Rightsizing AWS Costs: Finding and Fixing Overprovisioned Resources
Most AWS bills have 20–40% waste from overprovisioned EC2 instances, underused RDS, and forgotten resources. This tutorial shows you how to find it systematically and reduce it without impacting reliability.
Before you begin
- AWS account with billing access
- AWS CLI configured
- Basic understanding of EC2 and RDS
AWS bills grow because it's easier to overprovision than to tune. A t3.xlarge "just to be safe" instead of t3.medium doubles the instance cost. An RDS db.r5.large with 10% CPU average is wasting 90% of its compute.
This tutorial gives you a systematic process to find the waste and act on it.
The Four Categories of AWS Waste
- Overprovisioned resources — right type, wrong size (most common)
- Unused resources — running but doing nothing (snapshots, idle EBS, stopped instances)
- Wrong purchase type — On-Demand when Reserved or Spot would be cheaper
- Wrong storage class — S3 Standard for cold data, gp2 instead of gp3
Step 1: Get the High-Level Picture with Cost Explorer
In the AWS Console → Cost Management → Cost Explorer:
- Set date range to last 3 months
- Group by Service — see what's driving the bill
- Group by Usage Type — see EC2 instances, data transfer, storage separately
- Filter to your top spending service, group by Instance Type
Look for:
- Instance types with low utilisation (Cost Explorer shows rightsizing recommendations)

Extracted records:
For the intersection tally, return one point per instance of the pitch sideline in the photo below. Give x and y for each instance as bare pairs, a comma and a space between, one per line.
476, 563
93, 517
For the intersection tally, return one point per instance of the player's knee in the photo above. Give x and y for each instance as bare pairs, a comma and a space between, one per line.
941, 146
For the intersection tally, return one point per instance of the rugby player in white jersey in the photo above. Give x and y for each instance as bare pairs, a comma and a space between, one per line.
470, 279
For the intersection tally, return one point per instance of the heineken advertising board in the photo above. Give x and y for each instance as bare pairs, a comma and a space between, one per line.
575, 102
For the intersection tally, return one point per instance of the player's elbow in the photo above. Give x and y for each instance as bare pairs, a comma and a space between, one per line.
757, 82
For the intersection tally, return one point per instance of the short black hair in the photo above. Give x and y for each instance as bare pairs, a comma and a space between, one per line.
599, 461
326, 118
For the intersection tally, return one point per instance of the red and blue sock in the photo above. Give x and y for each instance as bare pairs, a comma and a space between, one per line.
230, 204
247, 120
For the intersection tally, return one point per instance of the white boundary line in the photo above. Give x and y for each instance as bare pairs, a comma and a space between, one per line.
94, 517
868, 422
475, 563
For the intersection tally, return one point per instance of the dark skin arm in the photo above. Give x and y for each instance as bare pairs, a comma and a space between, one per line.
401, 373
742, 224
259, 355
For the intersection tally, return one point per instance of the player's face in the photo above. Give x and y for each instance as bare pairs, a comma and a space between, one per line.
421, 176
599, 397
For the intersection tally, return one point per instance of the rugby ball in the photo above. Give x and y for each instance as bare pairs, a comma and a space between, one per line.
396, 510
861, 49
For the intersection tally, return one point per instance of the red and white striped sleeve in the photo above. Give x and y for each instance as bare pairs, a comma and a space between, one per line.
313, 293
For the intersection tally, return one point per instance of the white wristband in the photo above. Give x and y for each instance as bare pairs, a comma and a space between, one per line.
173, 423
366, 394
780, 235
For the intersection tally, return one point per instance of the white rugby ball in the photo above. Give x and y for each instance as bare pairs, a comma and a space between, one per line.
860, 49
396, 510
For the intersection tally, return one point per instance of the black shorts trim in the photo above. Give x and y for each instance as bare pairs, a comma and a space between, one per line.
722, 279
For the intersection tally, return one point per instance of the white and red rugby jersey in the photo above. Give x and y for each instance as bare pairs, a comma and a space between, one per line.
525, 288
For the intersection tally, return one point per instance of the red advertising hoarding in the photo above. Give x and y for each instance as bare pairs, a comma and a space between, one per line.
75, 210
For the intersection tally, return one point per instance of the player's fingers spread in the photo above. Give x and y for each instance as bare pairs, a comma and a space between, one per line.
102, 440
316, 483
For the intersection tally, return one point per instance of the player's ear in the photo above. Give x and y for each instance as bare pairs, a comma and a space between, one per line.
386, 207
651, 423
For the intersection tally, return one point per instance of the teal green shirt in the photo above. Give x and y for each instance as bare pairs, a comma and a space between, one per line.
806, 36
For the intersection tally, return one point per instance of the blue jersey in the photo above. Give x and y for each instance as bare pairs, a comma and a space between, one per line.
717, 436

- CHALLENGES:
A: Decide whether each statement agrees with the AWS cost tutorial, answering yes or no and quoting the words that settle it: (i) a configured AWS CLI is listed as a prerequisite; (ii) picking a t3.xlarge over a t3.medium triples the instance cost; (iii) the Cost Explorer date range should cover the last six months.
B: Please name every category of AWS waste that the AWS cost tutorial identifies.
C: Rewrite the AWS cost tutorial starting with "Rightsizing AWS Costs: Finding" and going on through "without impacting reliability.", with "forgotten" changed to "abandoned".
The data above has no connection to the AWS cost tutorial.

- ANSWERS BY TASK:
A:
(i) Yes: "AWS CLI configured"
(ii) No: "doubles the instance cost"
(iii) No: "Set date range to last 3 months"

B: Overprovisioned resources, unused resources, wrong purchase type, wrong storage class

C:
Rightsizing AWS Costs: Finding and Fixing Overprovisioned Resources
Most AWS bills have 20–40% waste from overprovisioned EC2 instances, underused RDS, and abandoned resources. This tutorial shows you how to find it systematically and reduce it without impacting reliability.